Problem statement ->
Reproduce every line in the material below that holds "window".

##############################

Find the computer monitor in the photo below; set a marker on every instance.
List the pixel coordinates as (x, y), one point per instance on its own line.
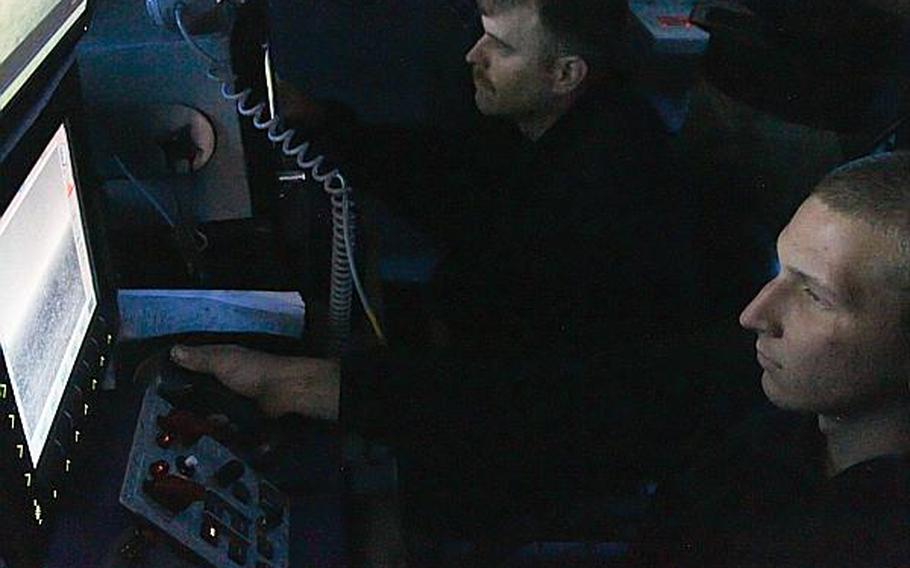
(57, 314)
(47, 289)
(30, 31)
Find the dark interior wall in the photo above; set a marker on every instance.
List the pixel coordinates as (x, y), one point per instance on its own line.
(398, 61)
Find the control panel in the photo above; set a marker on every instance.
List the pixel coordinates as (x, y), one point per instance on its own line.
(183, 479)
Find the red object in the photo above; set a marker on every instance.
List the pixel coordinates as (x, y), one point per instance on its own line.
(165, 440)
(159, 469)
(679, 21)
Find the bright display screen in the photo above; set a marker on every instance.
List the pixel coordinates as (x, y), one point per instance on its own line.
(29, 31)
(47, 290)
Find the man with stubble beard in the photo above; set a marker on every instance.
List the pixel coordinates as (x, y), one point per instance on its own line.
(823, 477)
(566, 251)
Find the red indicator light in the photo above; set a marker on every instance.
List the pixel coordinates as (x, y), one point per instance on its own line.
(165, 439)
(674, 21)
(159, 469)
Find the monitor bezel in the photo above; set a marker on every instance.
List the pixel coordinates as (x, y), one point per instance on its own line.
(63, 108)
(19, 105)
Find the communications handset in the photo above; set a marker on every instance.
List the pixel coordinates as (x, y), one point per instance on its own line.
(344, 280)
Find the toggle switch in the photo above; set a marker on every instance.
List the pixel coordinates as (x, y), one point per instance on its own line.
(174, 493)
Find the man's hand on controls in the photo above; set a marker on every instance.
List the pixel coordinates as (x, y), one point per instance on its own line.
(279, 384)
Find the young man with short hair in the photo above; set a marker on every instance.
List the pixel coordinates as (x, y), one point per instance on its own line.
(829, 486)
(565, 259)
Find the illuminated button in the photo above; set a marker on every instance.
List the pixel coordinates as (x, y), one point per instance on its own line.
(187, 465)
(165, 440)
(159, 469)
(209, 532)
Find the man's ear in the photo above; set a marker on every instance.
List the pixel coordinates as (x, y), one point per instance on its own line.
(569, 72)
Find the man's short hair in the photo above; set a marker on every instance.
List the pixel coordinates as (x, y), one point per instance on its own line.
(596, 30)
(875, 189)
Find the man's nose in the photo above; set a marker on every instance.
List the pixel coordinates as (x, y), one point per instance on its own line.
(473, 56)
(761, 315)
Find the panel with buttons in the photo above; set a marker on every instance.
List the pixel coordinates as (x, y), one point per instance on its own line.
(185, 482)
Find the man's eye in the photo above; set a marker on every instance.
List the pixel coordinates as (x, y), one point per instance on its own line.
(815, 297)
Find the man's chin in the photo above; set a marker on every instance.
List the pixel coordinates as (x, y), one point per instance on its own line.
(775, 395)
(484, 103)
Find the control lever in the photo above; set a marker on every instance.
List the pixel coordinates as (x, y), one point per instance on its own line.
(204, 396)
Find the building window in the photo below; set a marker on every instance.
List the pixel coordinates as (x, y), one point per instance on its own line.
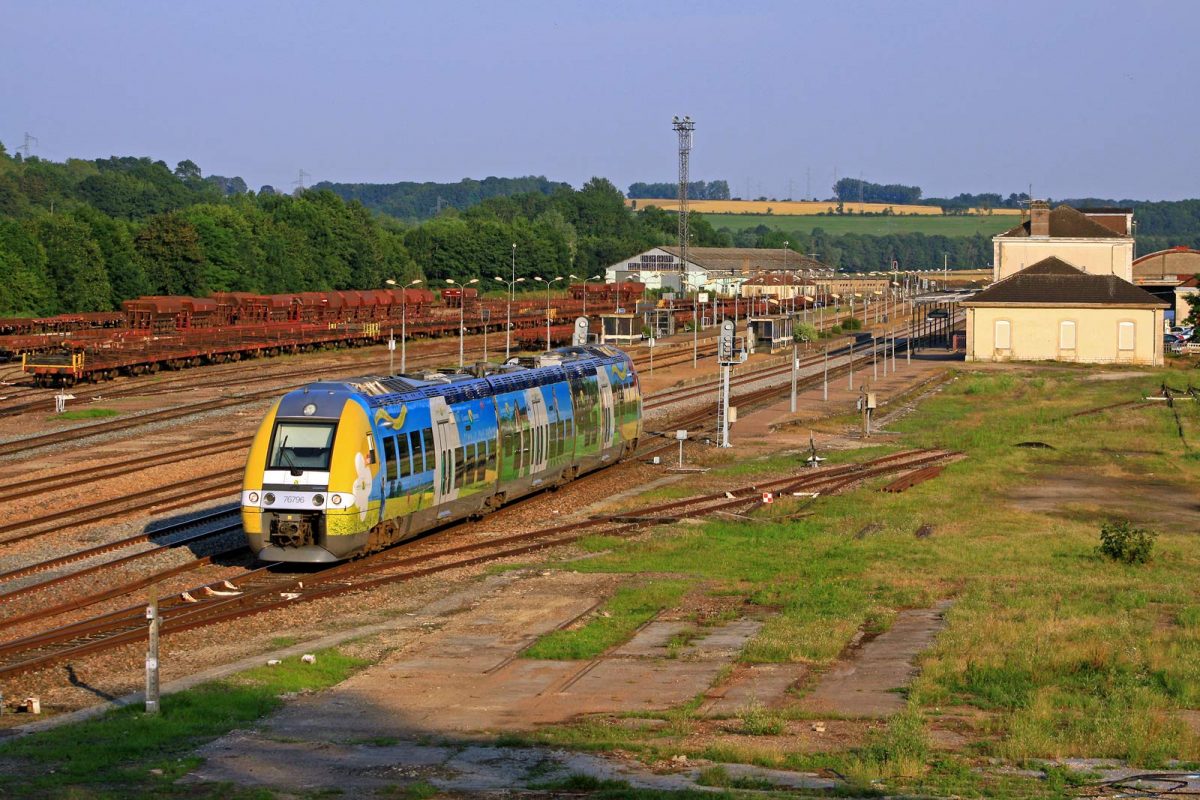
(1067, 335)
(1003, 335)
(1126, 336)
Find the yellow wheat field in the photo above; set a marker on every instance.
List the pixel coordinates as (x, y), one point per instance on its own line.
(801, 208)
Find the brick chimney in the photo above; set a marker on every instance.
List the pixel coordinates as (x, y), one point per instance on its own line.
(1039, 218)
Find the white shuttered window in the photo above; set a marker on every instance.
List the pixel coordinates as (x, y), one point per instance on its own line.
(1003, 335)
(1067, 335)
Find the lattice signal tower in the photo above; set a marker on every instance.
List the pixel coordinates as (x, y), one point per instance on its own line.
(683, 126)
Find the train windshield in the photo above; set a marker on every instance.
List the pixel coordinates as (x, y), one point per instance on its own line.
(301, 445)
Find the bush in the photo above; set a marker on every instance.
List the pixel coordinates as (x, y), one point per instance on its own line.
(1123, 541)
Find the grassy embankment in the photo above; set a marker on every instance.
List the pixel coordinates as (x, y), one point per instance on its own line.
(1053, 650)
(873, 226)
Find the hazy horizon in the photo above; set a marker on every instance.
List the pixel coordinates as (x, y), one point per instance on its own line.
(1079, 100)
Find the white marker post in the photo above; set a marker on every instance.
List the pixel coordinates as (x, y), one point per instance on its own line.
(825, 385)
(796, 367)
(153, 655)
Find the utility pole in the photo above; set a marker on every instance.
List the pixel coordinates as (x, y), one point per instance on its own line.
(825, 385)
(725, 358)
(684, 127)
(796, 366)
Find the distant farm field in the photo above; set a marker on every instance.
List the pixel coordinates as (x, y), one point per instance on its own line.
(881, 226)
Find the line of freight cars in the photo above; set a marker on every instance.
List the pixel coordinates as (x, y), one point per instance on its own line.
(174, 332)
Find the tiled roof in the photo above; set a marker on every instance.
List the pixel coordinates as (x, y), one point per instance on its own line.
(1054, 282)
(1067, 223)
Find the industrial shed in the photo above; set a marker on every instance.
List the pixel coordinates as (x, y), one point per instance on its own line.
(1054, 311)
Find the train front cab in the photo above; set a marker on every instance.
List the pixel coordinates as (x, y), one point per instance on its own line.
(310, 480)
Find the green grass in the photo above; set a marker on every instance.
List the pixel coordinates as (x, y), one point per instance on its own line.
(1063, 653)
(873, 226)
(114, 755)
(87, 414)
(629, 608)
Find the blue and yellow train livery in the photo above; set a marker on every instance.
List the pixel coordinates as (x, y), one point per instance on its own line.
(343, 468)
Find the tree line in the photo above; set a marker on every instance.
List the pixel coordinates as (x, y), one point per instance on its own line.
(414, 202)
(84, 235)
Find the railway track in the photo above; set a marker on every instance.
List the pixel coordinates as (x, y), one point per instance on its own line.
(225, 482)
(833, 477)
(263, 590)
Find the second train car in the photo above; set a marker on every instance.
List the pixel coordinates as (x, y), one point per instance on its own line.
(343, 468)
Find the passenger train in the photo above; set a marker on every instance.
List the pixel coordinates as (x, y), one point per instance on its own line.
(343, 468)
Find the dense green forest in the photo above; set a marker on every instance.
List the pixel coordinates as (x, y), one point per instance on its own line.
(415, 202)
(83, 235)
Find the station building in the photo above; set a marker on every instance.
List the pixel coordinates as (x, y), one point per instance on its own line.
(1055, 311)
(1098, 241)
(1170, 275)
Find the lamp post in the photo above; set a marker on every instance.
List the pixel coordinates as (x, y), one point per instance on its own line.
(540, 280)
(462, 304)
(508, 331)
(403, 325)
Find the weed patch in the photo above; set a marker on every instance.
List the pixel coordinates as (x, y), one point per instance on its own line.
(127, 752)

##############################

Exercise output ->
Find the building window in the photo below; set a marker on every instance.
Find the white shuttered window in the photo above; set a marker on every instance.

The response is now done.